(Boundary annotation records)
'''

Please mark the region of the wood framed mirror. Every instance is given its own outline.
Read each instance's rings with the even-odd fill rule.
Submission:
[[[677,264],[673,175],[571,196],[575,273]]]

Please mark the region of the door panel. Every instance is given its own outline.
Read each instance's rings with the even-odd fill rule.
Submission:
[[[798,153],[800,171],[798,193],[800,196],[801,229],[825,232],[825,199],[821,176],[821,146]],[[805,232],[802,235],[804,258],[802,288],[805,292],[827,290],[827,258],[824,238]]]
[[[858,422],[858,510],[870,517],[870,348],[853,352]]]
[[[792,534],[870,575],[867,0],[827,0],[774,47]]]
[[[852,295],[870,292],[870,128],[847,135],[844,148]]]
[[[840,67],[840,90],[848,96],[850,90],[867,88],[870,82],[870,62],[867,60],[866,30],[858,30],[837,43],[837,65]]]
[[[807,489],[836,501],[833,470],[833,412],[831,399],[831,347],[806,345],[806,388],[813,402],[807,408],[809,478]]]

'''

# Work to complete
Can you reproduce, word for word, everything from the line containing "Please mark the region of the door" down to the end of the material?

# Correct output
Please mark the region of the door panel. Every instance is given its own outline.
Read each instance's rings with the even-odd fill rule.
Submission:
[[[798,153],[800,171],[798,193],[800,196],[801,229],[825,232],[825,199],[821,176],[821,146]],[[805,232],[802,235],[804,258],[802,288],[805,292],[827,290],[827,258],[824,238]]]
[[[858,422],[858,510],[870,517],[870,348],[853,352]]]
[[[792,534],[870,575],[867,0],[827,0],[774,47]]]
[[[852,295],[870,292],[870,128],[847,135],[844,148]]]
[[[840,67],[840,90],[848,96],[850,90],[867,88],[870,82],[870,62],[867,60],[866,30],[858,30],[837,43],[837,65]]]
[[[807,489],[836,501],[833,470],[833,412],[831,399],[831,347],[806,345],[806,388],[813,402],[807,408],[809,478]]]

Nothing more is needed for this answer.